*Source excerpt*:
= = =

Bob Jessop is a British social theorist, state theorist, and political economist. He addresses five problems with major implications for power:

(1) the agency-structure problem, which he interprets through his strategic-relational approach;

(2) the relative autonomy of the capitalist type of state and its transformation in the postwar world;

(3) complexity and complexity reduction and their implications for the coordination of complex relations of interdependence—reflected in problems of governance, governance failure, meta-governance, and its failure; (4) spatiotemporal dynamics in general and their implications for the temporal sovereignty of the state and democratic politics; and (5) the semiotic dimensions of social life and their centrality to hegemonic struggles.

Jessop read sociology at Exeter University (1964–1967) and then held a PhD studentship in economics and politics and a postdoctoral fellowship in social and political sciences at the University of Cambridge (1967–1975). His interest in Marxism developed from the May 1968 student unrest in France and other European countries, becoming a key part of his identity as a theorist following his move to Essex University, where he taught government, sociology, and history (1975–1990). State theory soon became a passion, leading to major studies of Marxist approaches to the state, an intellectual biography of Nicos Poulantzas, debates about Thatcherism, and a major survey of non-Marxist and Marxist approaches to the state. He also elaborated his more general strategic-relational account of structure and agency through criticism of alternative philosophies of social science as well as of different approaches to state power. Moreover, responding to charges of “politicism”—that is, excessive concern with the political moments of political economy—he developed a distinctive approach to its economic moments. This synthesizes the French neo-Marxist regulation approach in economics, West German state theory, and the analyses of Antonio Gramsci within the overall framework of Marxist political economy and aims to establish the connections and mediations among capital's basic contradictions, middle-range institutional dynamics, and specific strategies and conflicts in particular conjunctures.

= = =

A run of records
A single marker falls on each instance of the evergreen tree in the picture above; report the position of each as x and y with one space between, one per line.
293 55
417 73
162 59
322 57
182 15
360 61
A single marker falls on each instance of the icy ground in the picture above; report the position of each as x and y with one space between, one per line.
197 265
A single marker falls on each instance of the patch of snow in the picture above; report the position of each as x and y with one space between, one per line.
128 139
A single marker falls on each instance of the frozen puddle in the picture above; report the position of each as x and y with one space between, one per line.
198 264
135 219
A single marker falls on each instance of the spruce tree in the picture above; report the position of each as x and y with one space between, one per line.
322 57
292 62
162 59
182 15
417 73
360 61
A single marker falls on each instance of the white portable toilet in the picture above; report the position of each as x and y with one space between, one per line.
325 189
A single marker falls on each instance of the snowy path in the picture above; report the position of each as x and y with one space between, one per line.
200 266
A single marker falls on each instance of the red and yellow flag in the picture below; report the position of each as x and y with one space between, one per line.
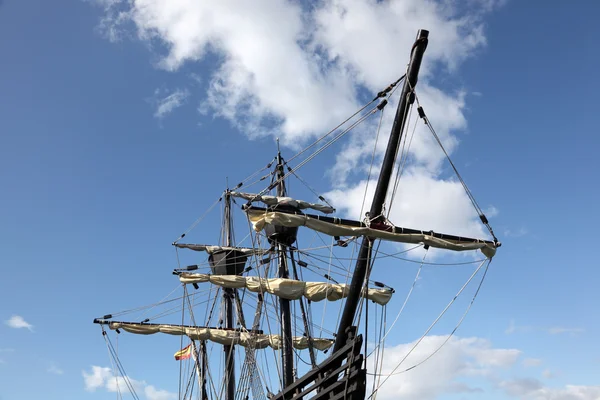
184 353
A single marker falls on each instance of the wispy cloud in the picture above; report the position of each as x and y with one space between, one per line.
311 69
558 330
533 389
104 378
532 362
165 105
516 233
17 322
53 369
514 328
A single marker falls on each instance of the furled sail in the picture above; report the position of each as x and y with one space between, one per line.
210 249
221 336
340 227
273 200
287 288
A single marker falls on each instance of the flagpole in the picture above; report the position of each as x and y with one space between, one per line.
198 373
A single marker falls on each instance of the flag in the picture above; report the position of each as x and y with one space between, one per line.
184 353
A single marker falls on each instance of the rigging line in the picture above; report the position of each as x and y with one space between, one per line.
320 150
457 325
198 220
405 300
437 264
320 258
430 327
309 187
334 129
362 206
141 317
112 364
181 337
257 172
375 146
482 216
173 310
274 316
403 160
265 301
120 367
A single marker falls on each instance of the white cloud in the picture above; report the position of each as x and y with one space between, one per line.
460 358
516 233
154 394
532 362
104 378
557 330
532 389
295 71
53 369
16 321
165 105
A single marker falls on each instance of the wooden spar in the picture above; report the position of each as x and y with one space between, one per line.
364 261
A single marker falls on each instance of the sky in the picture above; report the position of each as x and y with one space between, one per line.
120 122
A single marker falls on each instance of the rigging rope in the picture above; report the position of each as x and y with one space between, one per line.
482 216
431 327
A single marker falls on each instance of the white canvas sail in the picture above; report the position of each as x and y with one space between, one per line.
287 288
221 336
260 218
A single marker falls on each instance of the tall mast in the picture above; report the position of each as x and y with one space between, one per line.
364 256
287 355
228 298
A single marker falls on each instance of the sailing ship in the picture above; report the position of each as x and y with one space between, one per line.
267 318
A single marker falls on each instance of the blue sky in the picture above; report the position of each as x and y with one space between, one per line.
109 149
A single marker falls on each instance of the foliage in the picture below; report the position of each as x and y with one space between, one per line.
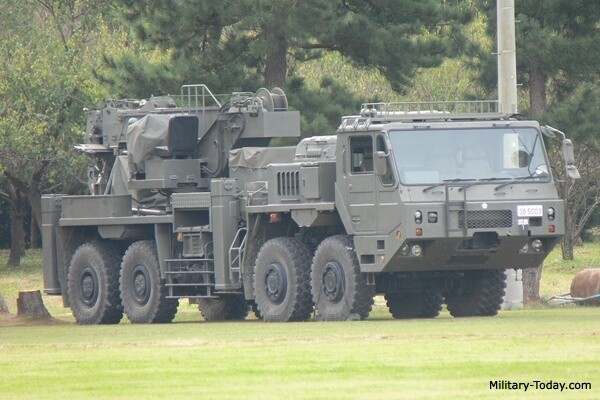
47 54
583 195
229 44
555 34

= = =

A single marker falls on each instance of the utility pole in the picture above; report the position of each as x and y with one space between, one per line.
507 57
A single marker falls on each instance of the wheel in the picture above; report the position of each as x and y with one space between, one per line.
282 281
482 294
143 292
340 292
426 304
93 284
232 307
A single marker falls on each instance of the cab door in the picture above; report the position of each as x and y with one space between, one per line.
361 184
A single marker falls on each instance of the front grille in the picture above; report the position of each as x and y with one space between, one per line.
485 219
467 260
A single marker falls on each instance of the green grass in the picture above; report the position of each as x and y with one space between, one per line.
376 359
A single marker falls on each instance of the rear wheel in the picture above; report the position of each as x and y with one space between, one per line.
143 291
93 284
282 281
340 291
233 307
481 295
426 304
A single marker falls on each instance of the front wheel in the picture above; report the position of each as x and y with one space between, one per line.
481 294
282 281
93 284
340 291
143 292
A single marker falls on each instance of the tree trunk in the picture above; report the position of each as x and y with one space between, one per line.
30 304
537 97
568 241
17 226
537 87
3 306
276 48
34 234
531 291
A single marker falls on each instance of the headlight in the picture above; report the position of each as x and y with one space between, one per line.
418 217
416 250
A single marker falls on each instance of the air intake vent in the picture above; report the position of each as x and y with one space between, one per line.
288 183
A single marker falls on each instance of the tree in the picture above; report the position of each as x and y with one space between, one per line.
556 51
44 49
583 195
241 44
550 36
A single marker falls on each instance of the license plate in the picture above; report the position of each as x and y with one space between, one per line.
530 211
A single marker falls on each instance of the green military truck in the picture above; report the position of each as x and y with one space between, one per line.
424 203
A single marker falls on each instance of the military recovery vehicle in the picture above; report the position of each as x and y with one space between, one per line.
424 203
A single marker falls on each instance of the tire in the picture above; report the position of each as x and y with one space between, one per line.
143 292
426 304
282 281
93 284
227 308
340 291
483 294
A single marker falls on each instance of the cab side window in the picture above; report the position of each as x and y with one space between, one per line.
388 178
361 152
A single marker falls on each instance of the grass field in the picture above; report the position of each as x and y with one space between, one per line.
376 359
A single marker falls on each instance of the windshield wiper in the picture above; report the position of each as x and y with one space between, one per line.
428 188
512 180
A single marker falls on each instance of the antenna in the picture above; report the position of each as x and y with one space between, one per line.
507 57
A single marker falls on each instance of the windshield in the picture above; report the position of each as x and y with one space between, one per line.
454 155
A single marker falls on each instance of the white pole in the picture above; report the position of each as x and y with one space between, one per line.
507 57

= = =

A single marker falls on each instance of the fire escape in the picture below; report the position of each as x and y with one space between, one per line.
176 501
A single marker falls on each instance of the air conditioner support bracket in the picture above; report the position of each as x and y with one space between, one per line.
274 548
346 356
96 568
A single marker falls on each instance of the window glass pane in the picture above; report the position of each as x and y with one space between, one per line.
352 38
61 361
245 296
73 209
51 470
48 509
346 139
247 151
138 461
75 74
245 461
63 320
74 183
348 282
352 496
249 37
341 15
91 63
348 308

= = =

*Goals*:
[A] Reproduce the passage on Bob Jessop from "Bob Jessop is" to "to hegemonic struggles.".
[B] According to the passage on Bob Jessop, at which university did he read sociology, and in what years?

*Answers to each task*:
[A]
Bob Jessop is a British social theorist, state theorist, and political economist. He addresses five problems with major implications for power:

(1) the agency-structure problem, which he interprets through his strategic-relational approach;

(2) the relative autonomy of the capitalist type of state and its transformation in the postwar world;

(3) complexity and complexity reduction and their implications for the coordination of complex relations of interdependence—reflected in problems of governance, governance failure, meta-governance, and its failure; (4) spatiotemporal dynamics in general and their implications for the temporal sovereignty of the state and democratic politics; and (5) the semiotic dimensions of social life and their centrality to hegemonic struggles.

[B] Exeter University, from 1964 to 1967.